TASK – Could you rewrite the lines below, replacing "innermost" with "most central" everywhere and keeping everything else the same?

══ PROVIDED ENTRIES

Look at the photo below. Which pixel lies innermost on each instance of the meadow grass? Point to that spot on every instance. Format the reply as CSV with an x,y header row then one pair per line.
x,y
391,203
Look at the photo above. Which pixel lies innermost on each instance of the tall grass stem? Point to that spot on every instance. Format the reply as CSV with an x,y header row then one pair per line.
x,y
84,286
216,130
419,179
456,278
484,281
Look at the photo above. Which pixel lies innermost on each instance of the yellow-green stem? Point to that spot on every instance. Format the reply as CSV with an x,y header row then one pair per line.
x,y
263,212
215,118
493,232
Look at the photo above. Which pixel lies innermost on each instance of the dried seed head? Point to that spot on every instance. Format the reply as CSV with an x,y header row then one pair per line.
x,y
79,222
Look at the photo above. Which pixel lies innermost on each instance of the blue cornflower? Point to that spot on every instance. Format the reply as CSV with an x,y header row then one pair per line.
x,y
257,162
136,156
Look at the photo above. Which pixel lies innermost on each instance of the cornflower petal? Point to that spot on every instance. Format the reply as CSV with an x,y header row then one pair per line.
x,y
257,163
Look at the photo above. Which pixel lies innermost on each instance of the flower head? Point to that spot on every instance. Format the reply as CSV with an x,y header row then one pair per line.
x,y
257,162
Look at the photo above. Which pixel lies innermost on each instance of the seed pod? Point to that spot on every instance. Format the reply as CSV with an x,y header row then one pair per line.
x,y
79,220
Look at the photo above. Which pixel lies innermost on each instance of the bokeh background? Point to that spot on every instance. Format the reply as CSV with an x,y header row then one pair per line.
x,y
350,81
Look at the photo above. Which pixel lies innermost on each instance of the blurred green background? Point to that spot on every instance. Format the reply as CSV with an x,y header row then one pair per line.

════

RESPONSE FOR THIS EXERCISE –
Look at the photo below. Which pixel lies most central on each instance of the meadow grass? Point to that spot on every instance. Format the reply as CSV with an x,y header row then one pair per line.
x,y
391,203
Look at the photo above. Which pixel lies most central on each instance of the tall grass stem? Point to that spot on every instance. Format the reply as CSV with an x,y header row then one pair per line.
x,y
84,286
216,130
419,179
456,278
484,281
Look at the photo above. Which pixel lies most central on each instance of the yellow-green stem? Point to that spot on every instance. Format the reply as CSV with an x,y header row then one pair per line.
x,y
263,212
215,118
493,232
Look at the photo above. Which pixel lies most central on each instance of the dried seed head? Point to that spot on every instance. Format the reply as CSV with an x,y header row then one pair per line.
x,y
79,222
Look at the photo above. Which pixel lies most central on each instance of the blue cornflower? Point to that spot on every instance. Format the reply as CSV with an x,y header row then one pair per line.
x,y
257,162
136,156
Look at the photo above. Which pixel lies most central on each instance of the cornflower petal? Point to that spot on every instance. Format the reply as CSV with an x,y header row then one pair per line.
x,y
257,163
Look at the photo above. Which pixel lies most central on each instance of the flower head? Point to that spot on every instance. Format the reply as CSV with an x,y header row then one pair per line.
x,y
257,162
Look at the photo above. Which pixel lies most central on each instance of the seed pod? Point to that spot on every instance. Format the reply as CSV with an x,y header row then one pair per line.
x,y
79,220
Look at the photo above. Which pixel lies most central on each instance of the bokeh background? Point to that spot on every instance. Format the reply as CSV with an x,y header row then one pair per line.
x,y
350,81
Look at the photo above. Which pixel lies most central on each instance of the blurred green background? Point to that spot on every instance. Format the reply as CSV with an x,y header row then one pair per line.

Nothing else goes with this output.